------ The data

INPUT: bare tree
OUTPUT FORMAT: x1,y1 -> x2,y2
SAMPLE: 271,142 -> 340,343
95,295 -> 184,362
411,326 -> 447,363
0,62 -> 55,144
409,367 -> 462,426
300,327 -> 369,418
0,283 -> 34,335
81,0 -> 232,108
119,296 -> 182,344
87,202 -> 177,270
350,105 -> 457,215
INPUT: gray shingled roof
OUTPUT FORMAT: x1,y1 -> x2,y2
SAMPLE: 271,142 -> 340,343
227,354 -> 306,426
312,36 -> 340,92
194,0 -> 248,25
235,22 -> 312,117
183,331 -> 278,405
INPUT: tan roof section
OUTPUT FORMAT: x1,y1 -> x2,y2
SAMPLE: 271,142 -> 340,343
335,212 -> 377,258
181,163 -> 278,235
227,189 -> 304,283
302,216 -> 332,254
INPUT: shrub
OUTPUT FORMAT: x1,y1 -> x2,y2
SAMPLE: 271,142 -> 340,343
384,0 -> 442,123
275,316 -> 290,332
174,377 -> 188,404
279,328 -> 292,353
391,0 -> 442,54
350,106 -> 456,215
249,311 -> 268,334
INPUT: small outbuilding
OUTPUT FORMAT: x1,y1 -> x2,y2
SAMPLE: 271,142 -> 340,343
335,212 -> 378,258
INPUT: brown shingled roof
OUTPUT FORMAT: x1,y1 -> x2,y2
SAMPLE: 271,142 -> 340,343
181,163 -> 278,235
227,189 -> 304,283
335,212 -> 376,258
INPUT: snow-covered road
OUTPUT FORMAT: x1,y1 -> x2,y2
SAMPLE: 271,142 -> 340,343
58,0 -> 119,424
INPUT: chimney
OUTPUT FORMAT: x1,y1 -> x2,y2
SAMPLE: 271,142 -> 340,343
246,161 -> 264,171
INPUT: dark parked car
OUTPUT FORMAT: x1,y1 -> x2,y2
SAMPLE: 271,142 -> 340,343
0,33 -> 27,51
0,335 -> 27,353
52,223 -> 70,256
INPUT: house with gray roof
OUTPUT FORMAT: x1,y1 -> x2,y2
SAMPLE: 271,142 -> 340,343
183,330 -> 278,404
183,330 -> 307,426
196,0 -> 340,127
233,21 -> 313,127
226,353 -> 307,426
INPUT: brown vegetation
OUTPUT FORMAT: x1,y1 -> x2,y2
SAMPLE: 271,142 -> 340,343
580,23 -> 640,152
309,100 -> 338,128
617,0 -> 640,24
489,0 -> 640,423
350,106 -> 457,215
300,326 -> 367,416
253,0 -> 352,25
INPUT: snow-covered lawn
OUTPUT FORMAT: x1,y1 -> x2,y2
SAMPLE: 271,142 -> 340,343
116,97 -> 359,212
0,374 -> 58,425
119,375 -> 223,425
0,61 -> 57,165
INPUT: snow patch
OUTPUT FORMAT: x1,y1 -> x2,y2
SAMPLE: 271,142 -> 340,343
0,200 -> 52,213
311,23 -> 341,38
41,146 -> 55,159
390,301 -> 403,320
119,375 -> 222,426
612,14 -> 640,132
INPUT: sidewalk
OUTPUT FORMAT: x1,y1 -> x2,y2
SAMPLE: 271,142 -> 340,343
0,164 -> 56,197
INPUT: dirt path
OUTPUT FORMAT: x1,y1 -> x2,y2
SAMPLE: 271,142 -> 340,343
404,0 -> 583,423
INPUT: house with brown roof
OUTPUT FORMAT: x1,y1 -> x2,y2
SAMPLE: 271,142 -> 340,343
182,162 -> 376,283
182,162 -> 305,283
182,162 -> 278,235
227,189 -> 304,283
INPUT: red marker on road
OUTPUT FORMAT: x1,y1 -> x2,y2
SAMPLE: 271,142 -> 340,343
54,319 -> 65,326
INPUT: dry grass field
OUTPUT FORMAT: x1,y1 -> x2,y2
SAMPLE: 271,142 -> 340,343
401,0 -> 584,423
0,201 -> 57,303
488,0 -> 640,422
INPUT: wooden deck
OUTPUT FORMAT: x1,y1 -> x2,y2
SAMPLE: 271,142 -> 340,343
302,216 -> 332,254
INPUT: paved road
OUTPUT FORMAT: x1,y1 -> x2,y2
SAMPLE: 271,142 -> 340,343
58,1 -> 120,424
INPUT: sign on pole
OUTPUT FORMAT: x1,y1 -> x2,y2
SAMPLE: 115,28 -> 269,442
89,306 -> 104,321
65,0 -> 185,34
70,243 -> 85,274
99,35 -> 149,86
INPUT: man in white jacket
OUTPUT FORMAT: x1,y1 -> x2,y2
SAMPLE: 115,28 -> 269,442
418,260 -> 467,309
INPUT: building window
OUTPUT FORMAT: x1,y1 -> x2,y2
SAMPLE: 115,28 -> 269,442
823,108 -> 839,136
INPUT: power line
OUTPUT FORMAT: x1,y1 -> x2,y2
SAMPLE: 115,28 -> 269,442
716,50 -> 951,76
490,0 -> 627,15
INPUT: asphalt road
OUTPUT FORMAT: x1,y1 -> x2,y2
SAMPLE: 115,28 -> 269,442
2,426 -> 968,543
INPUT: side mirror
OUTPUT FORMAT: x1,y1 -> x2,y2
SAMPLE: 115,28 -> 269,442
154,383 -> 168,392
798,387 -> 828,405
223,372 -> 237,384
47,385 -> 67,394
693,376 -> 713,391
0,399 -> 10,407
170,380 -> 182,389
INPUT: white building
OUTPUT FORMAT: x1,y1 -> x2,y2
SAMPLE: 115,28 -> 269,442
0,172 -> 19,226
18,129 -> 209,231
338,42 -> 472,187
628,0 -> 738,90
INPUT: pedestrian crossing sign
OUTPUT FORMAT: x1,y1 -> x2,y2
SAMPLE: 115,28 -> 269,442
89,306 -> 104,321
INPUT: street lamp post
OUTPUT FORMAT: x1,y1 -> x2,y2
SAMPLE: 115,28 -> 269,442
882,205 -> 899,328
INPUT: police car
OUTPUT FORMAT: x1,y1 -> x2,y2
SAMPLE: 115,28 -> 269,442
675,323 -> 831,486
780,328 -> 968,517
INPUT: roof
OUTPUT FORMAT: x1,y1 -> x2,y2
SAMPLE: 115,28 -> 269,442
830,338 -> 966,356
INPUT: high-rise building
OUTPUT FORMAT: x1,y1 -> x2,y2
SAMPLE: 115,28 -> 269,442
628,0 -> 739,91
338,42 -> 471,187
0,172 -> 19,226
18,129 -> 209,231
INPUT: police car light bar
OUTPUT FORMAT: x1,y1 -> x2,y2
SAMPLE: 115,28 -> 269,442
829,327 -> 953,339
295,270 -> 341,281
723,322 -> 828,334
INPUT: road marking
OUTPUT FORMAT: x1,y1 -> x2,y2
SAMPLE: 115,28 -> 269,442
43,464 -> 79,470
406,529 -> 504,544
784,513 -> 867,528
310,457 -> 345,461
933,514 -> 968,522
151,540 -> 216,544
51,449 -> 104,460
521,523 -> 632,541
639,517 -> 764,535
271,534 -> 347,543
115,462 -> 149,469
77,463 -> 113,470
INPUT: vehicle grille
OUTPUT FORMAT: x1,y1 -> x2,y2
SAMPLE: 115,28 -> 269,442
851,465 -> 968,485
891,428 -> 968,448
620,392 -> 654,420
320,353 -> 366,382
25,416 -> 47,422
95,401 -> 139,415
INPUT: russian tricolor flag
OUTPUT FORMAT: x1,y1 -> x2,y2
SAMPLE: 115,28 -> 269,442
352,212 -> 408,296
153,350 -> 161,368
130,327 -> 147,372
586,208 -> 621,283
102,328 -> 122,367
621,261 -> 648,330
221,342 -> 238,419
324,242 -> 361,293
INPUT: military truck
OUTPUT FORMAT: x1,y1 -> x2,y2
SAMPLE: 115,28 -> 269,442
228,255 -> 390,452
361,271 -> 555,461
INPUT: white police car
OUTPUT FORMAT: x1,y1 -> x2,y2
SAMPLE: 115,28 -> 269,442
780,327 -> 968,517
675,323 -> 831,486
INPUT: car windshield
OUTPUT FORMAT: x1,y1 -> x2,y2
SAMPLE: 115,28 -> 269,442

------------

Requirement
Begin with the line that has "INPUT: paved road" in the listing above and end after the line that has "INPUT: vehicle grille"; output those lines exactly.

Result
INPUT: paved road
OUTPUT FORMAT: x1,y1 -> x2,y2
SAMPLE: 271,142 -> 340,343
58,1 -> 120,424
INPUT: sign on pole
OUTPUT FORMAT: x1,y1 -> x2,y2
SAMPLE: 115,28 -> 269,442
89,306 -> 104,321
65,0 -> 185,34
70,243 -> 85,274
99,35 -> 149,86
INPUT: man in white jacket
OUTPUT FORMAT: x1,y1 -> x2,y2
SAMPLE: 115,28 -> 269,442
418,260 -> 467,309
INPUT: building window
OUTPUT FORMAT: x1,y1 -> x2,y2
SAMPLE: 115,28 -> 269,442
823,108 -> 839,136
INPUT: power line
OUTPUT FORMAT: x1,y1 -> x2,y2
SAMPLE: 115,28 -> 269,442
716,50 -> 951,76
490,0 -> 627,15
INPUT: asphalt road
OUTPUT FORMAT: x1,y1 -> x2,y2
SAMPLE: 115,28 -> 269,442
2,426 -> 968,543
INPUT: side mirror
OUTPUT FORMAT: x1,y1 -> x2,y2
SAMPLE: 115,28 -> 269,442
154,383 -> 168,392
798,387 -> 828,405
223,372 -> 237,384
47,385 -> 67,394
693,376 -> 713,391
0,399 -> 10,407
170,380 -> 182,389
INPUT: white building
OUTPUT FORMAT: x1,y1 -> x2,y2
SAMPLE: 115,28 -> 269,442
0,172 -> 19,226
18,129 -> 209,231
338,42 -> 472,187
628,0 -> 738,90
INPUT: pedestrian crossing sign
OUTPUT FORMAT: x1,y1 -> x2,y2
SAMPLE: 115,28 -> 269,442
89,306 -> 104,321
INPUT: street lamp post
OUTPUT FORMAT: x1,y1 -> x2,y2
SAMPLE: 115,28 -> 269,442
882,205 -> 899,328
INPUT: police car
OUTPUT FORMAT: x1,y1 -> x2,y2
SAMPLE: 115,28 -> 269,442
675,323 -> 831,486
780,328 -> 968,517
INPUT: roof
OUTPUT FORMAT: x1,y1 -> x2,y2
SAMPLE: 115,28 -> 269,442
830,338 -> 966,356
INPUT: high-rise building
OUTPUT FORMAT: x1,y1 -> x2,y2
SAMPLE: 115,28 -> 269,442
628,0 -> 739,91
338,42 -> 471,187
0,172 -> 19,226
18,129 -> 209,231
INPUT: police car light bar
OUTPUT FORMAT: x1,y1 -> x2,y2
SAMPLE: 115,28 -> 269,442
829,327 -> 953,339
295,270 -> 341,281
723,322 -> 828,334
INPUT: road marking
OUTPUT FORMAT: x1,y1 -> x2,y2
SAMPLE: 115,28 -> 269,442
43,464 -> 79,470
406,529 -> 504,544
784,513 -> 867,528
310,457 -> 345,461
933,514 -> 968,522
151,540 -> 216,544
51,449 -> 104,460
521,523 -> 632,541
639,517 -> 764,535
271,534 -> 347,543
115,462 -> 149,469
77,463 -> 113,470
INPUT: vehicle grille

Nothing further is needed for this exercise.